Set down word for word the rows below, starting at the line containing "of the dark" and running through the last row, with both ends included.

+++

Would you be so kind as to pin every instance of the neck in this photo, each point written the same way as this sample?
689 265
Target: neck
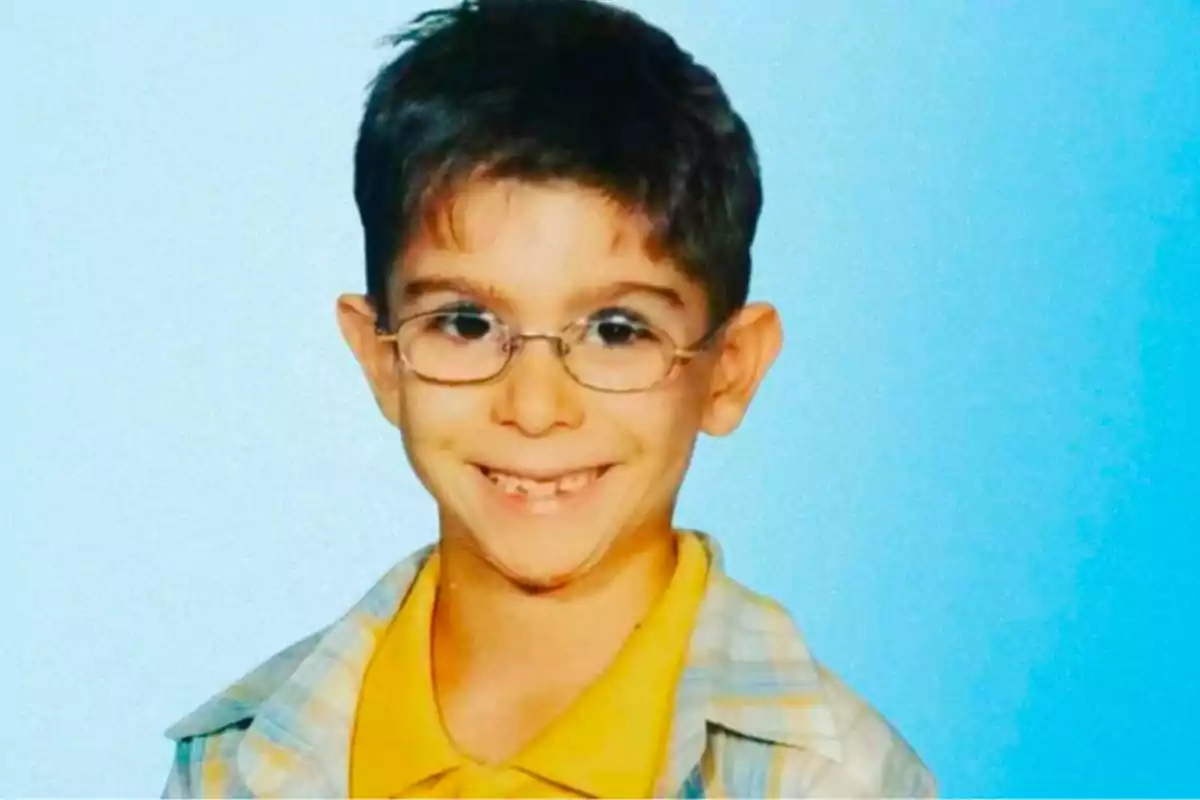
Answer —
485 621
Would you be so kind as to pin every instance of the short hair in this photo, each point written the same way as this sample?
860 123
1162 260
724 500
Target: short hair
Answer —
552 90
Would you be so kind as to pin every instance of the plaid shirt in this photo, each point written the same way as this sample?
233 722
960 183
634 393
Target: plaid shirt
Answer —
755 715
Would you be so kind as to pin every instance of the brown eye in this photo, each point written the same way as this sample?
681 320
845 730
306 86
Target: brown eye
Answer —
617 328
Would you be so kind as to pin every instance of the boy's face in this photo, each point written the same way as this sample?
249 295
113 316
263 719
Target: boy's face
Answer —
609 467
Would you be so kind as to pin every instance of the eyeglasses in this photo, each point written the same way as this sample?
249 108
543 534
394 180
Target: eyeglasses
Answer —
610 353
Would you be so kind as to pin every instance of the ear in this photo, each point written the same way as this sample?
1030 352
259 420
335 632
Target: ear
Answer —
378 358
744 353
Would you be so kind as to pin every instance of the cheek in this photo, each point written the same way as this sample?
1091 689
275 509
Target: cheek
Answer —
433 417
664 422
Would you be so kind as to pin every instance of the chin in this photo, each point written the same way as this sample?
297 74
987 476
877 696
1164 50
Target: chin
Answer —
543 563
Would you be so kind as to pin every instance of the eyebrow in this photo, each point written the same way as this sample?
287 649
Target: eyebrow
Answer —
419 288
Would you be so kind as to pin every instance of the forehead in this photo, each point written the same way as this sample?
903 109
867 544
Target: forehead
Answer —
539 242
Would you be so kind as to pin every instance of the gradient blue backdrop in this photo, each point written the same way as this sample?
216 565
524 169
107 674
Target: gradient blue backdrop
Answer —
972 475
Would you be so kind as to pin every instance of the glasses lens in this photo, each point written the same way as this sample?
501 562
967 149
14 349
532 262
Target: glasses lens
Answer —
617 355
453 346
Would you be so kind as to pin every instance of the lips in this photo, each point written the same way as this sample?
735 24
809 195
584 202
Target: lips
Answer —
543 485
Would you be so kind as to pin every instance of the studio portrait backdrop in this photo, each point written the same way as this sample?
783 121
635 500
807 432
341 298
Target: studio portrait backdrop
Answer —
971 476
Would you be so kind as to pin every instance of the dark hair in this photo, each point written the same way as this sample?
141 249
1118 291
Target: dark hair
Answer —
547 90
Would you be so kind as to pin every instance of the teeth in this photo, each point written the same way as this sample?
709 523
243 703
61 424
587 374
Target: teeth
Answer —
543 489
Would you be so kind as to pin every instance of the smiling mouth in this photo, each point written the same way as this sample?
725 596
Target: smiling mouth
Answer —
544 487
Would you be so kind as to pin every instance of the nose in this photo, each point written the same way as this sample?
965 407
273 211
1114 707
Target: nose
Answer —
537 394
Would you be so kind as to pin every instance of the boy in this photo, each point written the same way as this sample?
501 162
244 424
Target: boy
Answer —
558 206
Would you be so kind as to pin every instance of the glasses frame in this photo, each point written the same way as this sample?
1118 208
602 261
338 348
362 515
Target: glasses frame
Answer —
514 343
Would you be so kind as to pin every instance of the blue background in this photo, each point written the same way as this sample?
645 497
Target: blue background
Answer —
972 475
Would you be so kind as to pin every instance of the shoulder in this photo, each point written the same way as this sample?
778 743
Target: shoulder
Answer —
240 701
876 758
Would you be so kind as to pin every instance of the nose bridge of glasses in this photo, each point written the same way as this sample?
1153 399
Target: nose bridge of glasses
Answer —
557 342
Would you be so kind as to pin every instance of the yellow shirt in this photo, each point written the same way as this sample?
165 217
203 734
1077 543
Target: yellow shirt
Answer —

+++

_Response to the task_:
Would you be so kind as to pin every instance of the dark hair in this photo, each point written the same way as this sample?
141 249
1118 291
Target: dark hair
Answer —
547 90
Would you be so kind as to pin every instance of the teeth in this photo, each point written the same way as this sample?
709 523
243 703
61 424
587 374
Target: teeth
Answer —
543 489
Would you be so kind as to pin every instance of the smiling mouth in this photo, each point written the same way as this sample?
725 596
Target: smiling mouth
Answer —
544 487
Would you be so kind as to pin every instance of the nose in this photo, each point written the same way as this sample?
965 407
273 211
1114 707
Target: nose
Answer —
537 394
Would you be so kind as to pin every instance of the boy in this photo, each point written the same way as this sample?
501 162
244 424
Target: boy
Answer —
558 206
Would you be so kind as to pin every instance of the glasses frame in this photo, each point written the same way as this sample?
1118 208
602 261
338 348
362 515
Target: glasses frame
Answer —
514 343
Would you be so kind as to pin every instance of the blue background in this photo, each point written the same way as this sample?
645 497
Target: blue background
Answer —
972 475
Would you be so kind as to pin every instance of the shoulder in this photo, each point written the same way as this sample?
778 743
Target: shoulder
Answer —
240 701
876 758
Would you be so kind as to pin every instance of the nose bridge of glasses in this photo, each point written the same way as this sample?
1153 399
Target: nose bridge of glasses
Answer —
557 342
Would you be so kind as to pin every instance of the yellow shirt in this photo, each point written the same way as this sample?
165 217
203 734
1077 543
Target: yellow shirt
Answer —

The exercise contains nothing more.